Segment Start: Given information

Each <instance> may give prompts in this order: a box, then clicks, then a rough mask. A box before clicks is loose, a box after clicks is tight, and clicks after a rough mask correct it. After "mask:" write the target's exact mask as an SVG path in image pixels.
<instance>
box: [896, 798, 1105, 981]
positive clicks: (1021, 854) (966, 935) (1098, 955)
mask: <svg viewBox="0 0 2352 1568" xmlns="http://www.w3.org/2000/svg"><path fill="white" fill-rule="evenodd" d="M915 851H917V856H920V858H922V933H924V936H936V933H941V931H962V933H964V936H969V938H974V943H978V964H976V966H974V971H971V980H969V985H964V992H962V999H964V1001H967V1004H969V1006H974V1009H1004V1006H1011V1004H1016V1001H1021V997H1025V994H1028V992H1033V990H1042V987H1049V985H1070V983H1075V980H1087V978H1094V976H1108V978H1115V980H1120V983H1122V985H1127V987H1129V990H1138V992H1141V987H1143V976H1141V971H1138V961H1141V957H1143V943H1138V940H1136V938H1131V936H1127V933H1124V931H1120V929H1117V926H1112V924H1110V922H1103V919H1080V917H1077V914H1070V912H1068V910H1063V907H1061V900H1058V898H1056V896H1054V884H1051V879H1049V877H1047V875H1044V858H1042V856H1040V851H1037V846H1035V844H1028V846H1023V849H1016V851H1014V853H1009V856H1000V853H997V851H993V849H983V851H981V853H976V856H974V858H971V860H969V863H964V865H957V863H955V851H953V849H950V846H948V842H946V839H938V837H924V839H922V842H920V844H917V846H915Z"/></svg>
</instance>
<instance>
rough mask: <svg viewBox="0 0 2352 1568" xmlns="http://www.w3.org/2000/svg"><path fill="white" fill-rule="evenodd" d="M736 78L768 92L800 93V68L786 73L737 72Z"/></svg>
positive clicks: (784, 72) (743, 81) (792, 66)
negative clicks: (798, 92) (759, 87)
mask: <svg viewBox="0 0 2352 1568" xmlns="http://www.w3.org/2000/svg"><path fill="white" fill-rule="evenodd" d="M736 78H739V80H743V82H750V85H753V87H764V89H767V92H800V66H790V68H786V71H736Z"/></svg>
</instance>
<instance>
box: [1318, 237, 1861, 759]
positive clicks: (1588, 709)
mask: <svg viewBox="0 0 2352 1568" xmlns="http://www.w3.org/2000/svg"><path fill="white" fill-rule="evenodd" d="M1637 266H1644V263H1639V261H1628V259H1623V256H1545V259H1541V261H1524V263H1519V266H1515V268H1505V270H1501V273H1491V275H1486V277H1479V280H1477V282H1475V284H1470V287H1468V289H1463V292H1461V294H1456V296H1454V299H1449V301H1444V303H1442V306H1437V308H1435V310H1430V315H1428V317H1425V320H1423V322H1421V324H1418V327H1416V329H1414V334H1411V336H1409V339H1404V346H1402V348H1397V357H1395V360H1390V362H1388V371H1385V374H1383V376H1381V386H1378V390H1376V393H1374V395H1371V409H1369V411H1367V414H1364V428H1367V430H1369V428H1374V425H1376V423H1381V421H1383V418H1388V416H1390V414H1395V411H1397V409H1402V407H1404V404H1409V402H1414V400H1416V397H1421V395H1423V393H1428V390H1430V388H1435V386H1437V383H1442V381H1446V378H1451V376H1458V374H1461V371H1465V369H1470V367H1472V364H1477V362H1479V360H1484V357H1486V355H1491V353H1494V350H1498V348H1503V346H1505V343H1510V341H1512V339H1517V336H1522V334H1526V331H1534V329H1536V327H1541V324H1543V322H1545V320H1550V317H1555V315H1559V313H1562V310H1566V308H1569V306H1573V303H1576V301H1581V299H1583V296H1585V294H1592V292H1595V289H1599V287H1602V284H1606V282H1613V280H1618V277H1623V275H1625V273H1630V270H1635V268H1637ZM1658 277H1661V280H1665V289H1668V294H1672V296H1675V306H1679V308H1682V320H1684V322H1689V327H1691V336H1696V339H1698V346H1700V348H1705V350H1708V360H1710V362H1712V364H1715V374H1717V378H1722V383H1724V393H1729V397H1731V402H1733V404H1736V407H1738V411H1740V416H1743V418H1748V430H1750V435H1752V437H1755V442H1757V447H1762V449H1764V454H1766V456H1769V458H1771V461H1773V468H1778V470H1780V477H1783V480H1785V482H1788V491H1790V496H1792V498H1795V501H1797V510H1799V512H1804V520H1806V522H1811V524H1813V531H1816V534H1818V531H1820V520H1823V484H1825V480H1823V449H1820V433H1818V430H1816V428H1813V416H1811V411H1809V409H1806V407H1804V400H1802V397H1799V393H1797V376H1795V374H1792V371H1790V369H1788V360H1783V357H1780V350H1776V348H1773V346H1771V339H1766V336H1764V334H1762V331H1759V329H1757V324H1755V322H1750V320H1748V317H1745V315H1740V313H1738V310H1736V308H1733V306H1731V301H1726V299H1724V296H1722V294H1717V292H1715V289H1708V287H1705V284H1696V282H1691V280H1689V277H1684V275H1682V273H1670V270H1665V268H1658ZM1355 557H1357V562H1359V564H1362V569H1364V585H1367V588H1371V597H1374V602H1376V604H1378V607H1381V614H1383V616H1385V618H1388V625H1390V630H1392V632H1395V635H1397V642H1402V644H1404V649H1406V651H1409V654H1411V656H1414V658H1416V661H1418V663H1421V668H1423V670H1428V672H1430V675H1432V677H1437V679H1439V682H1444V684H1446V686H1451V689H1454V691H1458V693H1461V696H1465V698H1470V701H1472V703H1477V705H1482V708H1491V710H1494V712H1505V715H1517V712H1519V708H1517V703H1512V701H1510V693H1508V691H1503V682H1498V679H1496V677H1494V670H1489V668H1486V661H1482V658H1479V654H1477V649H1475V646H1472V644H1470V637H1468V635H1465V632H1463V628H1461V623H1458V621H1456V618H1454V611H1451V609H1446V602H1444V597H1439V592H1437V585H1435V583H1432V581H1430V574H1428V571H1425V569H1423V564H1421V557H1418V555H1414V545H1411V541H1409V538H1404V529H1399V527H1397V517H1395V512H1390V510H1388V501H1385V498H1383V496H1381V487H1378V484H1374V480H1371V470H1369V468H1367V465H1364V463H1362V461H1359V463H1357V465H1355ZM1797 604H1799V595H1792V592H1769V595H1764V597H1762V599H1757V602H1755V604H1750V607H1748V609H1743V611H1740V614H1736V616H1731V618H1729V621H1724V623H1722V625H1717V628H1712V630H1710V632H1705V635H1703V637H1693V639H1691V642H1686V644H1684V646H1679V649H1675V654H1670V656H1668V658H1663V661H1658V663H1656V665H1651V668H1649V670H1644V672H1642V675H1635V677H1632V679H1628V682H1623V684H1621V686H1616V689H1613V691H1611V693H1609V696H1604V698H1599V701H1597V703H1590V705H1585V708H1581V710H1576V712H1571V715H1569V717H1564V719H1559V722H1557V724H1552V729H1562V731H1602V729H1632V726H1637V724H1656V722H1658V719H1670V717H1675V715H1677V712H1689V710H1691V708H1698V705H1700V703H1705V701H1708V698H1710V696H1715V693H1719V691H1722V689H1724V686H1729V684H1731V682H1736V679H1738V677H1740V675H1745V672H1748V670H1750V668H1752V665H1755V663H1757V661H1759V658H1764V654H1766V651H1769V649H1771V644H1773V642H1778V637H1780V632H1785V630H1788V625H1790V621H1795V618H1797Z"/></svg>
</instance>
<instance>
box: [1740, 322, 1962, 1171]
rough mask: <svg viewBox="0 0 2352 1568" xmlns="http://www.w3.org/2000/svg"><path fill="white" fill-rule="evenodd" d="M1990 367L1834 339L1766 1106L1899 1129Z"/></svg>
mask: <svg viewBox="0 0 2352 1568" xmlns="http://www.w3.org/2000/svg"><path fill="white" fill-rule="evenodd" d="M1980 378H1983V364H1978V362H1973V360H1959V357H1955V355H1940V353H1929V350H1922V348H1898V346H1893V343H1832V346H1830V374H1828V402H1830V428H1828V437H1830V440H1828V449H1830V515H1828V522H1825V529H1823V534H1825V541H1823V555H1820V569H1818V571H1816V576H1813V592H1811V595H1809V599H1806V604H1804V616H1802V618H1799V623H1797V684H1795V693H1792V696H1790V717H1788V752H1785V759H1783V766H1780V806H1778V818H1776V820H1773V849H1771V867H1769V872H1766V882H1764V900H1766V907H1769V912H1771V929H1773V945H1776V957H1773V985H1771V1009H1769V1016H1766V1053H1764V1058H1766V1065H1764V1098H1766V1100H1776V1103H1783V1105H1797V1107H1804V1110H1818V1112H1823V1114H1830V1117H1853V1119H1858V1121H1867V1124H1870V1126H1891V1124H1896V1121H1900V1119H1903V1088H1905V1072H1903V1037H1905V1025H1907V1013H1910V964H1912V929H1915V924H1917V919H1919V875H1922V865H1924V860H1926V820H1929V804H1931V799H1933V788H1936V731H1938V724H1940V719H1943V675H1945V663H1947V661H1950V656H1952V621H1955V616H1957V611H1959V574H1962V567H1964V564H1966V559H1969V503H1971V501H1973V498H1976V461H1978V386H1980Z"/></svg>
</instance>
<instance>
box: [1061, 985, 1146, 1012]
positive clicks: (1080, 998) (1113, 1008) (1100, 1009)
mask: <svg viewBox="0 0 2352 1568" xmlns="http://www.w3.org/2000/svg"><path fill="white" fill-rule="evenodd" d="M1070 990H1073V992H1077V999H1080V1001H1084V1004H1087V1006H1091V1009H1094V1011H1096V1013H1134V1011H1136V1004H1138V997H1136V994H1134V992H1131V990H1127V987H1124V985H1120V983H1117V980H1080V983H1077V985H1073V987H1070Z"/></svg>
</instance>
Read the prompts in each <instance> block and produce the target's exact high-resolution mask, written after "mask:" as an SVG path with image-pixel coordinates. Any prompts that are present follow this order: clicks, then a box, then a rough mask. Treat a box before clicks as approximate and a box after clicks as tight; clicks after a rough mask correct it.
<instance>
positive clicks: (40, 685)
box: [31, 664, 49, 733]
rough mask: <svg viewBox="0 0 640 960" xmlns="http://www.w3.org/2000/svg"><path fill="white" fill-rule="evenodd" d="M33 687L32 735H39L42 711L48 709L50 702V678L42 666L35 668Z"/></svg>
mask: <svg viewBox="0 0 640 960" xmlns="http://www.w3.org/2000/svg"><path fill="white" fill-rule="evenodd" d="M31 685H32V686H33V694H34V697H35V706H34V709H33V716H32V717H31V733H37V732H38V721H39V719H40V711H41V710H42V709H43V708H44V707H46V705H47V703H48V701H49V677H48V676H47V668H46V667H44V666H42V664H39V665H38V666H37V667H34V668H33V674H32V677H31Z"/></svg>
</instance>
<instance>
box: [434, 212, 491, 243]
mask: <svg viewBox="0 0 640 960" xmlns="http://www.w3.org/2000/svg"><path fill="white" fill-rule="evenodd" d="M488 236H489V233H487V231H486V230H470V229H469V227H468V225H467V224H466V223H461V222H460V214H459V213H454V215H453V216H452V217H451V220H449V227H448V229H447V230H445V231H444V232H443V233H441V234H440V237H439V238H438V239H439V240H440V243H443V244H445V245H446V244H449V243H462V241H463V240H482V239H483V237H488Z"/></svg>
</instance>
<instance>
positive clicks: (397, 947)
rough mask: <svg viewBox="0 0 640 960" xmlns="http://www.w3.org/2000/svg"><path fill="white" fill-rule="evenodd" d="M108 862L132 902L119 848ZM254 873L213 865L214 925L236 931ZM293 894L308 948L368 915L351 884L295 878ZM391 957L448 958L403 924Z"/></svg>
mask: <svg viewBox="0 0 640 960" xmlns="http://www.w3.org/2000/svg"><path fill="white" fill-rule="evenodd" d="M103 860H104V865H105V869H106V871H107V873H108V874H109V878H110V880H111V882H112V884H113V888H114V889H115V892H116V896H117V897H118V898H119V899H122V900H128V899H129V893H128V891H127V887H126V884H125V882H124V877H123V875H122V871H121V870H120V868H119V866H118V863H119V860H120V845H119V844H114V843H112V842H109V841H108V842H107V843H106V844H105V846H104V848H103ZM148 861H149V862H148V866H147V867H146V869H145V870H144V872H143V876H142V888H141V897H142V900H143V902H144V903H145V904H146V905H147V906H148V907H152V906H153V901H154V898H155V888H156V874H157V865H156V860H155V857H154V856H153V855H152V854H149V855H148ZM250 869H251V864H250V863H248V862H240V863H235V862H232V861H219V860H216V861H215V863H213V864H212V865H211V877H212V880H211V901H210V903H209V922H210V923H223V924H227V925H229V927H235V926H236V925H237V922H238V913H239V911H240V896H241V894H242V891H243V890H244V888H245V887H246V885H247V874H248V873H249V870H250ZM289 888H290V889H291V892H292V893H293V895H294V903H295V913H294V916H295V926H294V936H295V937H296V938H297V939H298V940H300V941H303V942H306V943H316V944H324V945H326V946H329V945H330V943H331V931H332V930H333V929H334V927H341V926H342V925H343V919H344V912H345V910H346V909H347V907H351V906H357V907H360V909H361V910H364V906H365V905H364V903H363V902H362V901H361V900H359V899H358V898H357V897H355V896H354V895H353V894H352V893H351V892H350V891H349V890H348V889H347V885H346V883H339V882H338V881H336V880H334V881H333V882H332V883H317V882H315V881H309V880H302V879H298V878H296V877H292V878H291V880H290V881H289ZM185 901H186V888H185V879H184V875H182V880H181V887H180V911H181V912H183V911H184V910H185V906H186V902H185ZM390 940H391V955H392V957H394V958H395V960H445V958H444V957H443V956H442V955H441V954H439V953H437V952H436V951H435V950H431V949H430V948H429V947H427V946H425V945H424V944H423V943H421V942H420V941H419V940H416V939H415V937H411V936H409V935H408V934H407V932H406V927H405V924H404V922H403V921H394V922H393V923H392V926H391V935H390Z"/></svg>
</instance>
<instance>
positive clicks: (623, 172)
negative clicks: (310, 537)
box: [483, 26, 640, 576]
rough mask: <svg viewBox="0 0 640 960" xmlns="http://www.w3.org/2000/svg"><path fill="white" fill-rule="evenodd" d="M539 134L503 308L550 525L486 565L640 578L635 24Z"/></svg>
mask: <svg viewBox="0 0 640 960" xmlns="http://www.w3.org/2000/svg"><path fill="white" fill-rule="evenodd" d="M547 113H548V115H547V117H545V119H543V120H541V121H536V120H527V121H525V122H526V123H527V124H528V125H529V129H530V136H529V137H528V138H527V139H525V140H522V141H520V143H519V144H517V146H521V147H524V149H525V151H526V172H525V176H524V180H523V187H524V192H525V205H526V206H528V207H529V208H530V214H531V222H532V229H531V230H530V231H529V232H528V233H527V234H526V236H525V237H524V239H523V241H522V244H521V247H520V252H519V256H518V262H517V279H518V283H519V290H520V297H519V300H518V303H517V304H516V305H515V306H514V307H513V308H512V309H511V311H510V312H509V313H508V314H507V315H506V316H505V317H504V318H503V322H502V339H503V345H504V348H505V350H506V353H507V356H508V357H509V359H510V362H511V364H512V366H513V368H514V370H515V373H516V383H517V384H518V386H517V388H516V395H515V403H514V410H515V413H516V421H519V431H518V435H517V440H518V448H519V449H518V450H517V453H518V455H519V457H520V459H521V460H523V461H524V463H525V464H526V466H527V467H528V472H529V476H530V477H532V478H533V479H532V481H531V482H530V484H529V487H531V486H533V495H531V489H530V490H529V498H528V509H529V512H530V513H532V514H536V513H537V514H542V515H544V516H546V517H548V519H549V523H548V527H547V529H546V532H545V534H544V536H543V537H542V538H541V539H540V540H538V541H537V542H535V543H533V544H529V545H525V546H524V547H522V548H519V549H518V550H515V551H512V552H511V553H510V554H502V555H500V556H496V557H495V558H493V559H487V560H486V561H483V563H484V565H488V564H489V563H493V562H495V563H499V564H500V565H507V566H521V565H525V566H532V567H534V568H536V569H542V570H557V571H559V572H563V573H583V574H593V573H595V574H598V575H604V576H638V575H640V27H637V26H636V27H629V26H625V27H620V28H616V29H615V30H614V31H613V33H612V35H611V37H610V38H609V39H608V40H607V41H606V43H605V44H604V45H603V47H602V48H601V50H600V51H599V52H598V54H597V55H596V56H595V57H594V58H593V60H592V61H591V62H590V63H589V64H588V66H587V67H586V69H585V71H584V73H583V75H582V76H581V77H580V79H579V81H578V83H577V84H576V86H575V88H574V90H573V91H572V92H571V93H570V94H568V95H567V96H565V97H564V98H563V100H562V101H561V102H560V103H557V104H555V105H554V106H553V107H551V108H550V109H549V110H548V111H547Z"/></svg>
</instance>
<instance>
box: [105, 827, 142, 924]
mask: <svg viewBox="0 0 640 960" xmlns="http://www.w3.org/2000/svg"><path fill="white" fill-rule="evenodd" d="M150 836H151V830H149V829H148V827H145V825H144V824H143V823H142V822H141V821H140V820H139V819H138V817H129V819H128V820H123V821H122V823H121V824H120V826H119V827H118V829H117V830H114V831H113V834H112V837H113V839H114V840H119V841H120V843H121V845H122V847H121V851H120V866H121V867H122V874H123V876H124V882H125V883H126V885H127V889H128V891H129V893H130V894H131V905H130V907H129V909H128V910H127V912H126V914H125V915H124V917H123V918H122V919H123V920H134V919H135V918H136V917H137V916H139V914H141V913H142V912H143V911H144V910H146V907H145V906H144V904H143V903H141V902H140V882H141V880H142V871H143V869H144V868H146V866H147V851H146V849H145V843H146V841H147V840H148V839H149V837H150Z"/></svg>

Segment End: Given information

## Job item
Update the section of the records that runs from their start through the line containing "positive clicks: (1021, 854)" by replacing "rough mask" with "coarse mask". Reproduce only that section, with everything else unchanged.

## Task output
Each <instance> may give prompts in this order: a box, then clicks, then a coarse mask. A box before clicks is loose, a box after clicks is tight, and clicks after a coarse mask correct it. After "mask:" write the target's exact mask as an SVG path in image pixels.
<instance>
box: [896, 798, 1105, 981]
positive clicks: (1021, 854) (966, 935) (1098, 955)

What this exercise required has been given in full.